**DATA IN THIS EXERCISE**
################
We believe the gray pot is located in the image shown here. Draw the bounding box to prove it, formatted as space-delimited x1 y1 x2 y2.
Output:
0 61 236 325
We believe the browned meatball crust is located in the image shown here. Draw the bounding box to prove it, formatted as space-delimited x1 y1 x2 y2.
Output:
################
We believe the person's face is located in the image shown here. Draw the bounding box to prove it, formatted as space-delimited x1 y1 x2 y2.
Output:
################
**EXERCISE REQUIREMENTS**
Rewrite the data from the line containing "We believe the gray" through the line containing "0 61 236 325", swapping "gray pot" for "metal pot" and leaving everything else the same.

**ANSWER TO THE TASK**
We believe the metal pot is located in the image shown here. Draw the bounding box to prove it, formatted as space-delimited x1 y1 x2 y2.
Output:
0 61 236 325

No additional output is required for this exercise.